Passage shown

##########

I’ve mentioned a few times here that my cat, Bazel is a vicious biter. I’ve tried everything I know or have heard or read about to break him of this habit, but to no avail.
Bazel is not into cuddling, but sometimes he pounces on me demanding some petting. He seems to like it, but after only a few seconds, he’ll start biting. So I stop petting him and tuck my vulnerable hands away.
Then he gives me one of those hey-why-did-you-quit-petting-me-bitch looks and rams his head into me. After a while I might pet him again. Then he bites again. Then I stop. Then he head-butts me again. We repeat this pointless game over and over and over, with me hoping one day he’ll understand that he’ll only get petted if he doesn’t bite me.
It’s been almost 4 years, so I’ve pretty much given up hope of him ever cluing in.
So, since he obviously doesn’t have the intelligence to figure this out, I wonder why he won’t stop the biting because he can see it hurts me. I know he’s attached to me because he follows me around and seems happy to see me when I’ve been away and yowls real loud when he doesn’t know where I am and purrs when he finds me. So you’d think that if he likes me, he wouldn’t want to hurt me. Maybe I’m giving him too much credit for having some sort of emotions as well as giving him too much credit for intelligence.
Do you believe animals have emotions?
Olden days scientists believed the only type of emotion an animal could feel was fear. Except Darwin. Darwin said there was …
… continuity in evolution, so the differences between species are differences in degree rather than differences in kind. They’re shades of grey. If we feel jealousy, then dogs and wolves and elephants and chimpanzees feel jealousy. Animal emotions are not necessarily identical to ours but there’s no reason to think they should be. Their hearts and stomachs and brains also differ from ours, but this doesn’t stop us from saying they have hearts, stomachs and brains. There’s dog joy and chimpanzee joy and pig joy, and dog grief, chimpanzee grief and pig grief.
Jane Goodall, a non-scientist, believed she observed a whole range of emotions in her apes.
Scientists today, while they still are unable to exactly measure emotions in animals, have found that all mammals, including humans share certain neuroanatomical structures such as the “amygdala and neurochemical pathways in the limbic system that are important for feelings”.
They now believe that some sort of emotional life has evolved within animals to serve as a bonding mechanism among animals to help them behave adaptively and flexibly in a wide variety of situations.
Of course the existence of the emotional life of animals hasn’t really been clinically/empirically proven. But as Einstein said, “Not everything that counts can be counted, and not everything that can be counted, counts.”
If animals do have emotions they are not necessarily the same as human emotions. The analogy has been made that human emotions to animals’ may be like comparing colour vision to black-and-white – they’re the same concept, but the former is immensely more complex.

##########

Supplied data

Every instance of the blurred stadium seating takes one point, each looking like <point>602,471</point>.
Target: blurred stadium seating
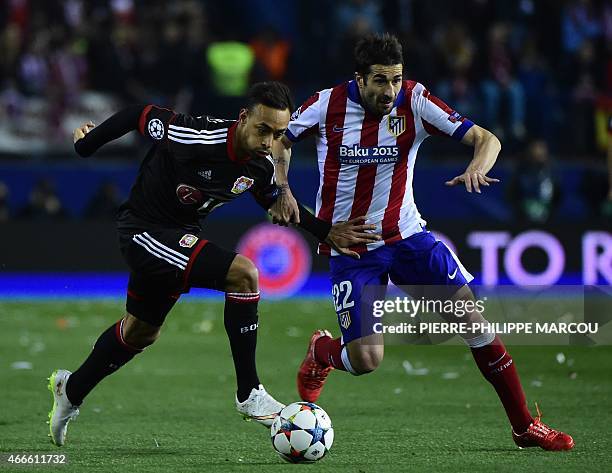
<point>537,73</point>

##########

Problem to solve
Carry on the post about the biting cat and animal emotions from its last sentence.

Result of the task
Jon Katz, author of The New Work of Dogs says:
Pets adore their owners, to be sure–but not in the way that we love our own families. They are scholars of the people they live with. What drives them to be affectionate is pretty primitive: food, shelter, attachment. They’re not thinking, ‘This guy’s an interesting fellow, I’m going to be his friend’.”
I don’t think there’s a pet owner alive who doesn’t believe that animals have some sort of emotional life. That they feel joy, love, loneliness, sadness, empathy, disappointment, loyalty — that they have a sense of fun.
So we get really upset if we hear about some puppy mill breeder who keeps dozens of dogs penned up in one cage to live with their own crap. And they just keep breeding and breeding them to churn out more puppies. And if one of them dies they just get pitched into an incincerator. And that they’re raised only as a money-making product to sell to anyone with cash to do with what they will.
We get upset because we know those animals are suffering. It’s odd though that we don’t get upset when the animal is a pig or a cow or sheep or a chicken in exactly the same circumstances. Strange, eh?
Did you know that for the longest time we also believed that human infants had no emotional life – that infants didn’t even feel pain. Until the mid-1980s (ya, you read that correctly 1980s) surgeries of all sorts were performed on infants and older babies without anesthesia. There are still hospitals today who perform circumcisions on male infants without anesthesia although it’s been pretty clearly proven that infants do feel and remember pain just like us grown-up humans. D’uh!
I’m using this to illustrate what incredible tunnel vision humans can have and how arrogant we are to persist in the belief that we are somehow amazingly unique creatures among all the other creatures in the universe including our own young.
I predict that one day, not too many generations from now, future humans are going to be looking back on us as ignorant barbarians for the way we thought of, and treated our fellow creatures.